Description of the task :: Each record below should be set down exactly.
· · ·
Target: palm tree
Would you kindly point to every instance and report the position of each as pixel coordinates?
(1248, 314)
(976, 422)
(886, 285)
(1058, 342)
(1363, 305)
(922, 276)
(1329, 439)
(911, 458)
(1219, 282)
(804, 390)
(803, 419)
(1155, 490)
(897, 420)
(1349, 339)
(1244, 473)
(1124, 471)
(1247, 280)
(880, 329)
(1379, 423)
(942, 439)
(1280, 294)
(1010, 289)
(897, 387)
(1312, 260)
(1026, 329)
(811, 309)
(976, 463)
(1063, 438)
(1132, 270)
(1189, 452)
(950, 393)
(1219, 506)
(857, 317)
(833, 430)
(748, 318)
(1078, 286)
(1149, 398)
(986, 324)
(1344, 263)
· · ·
Exercise answer ::
Target: palm tree
Would you kindly point to every instance and report the position of each as pixel coordinates?
(1248, 314)
(976, 422)
(886, 285)
(1058, 342)
(1363, 305)
(922, 276)
(1329, 439)
(911, 458)
(1219, 282)
(804, 390)
(803, 419)
(1155, 490)
(897, 420)
(1349, 339)
(1244, 473)
(1124, 471)
(1247, 280)
(880, 329)
(1379, 423)
(942, 439)
(1280, 294)
(1010, 289)
(897, 387)
(1312, 260)
(1026, 329)
(811, 309)
(976, 463)
(1063, 438)
(1132, 270)
(1189, 452)
(950, 393)
(1219, 506)
(857, 317)
(833, 430)
(748, 318)
(1078, 286)
(1149, 398)
(986, 324)
(1344, 263)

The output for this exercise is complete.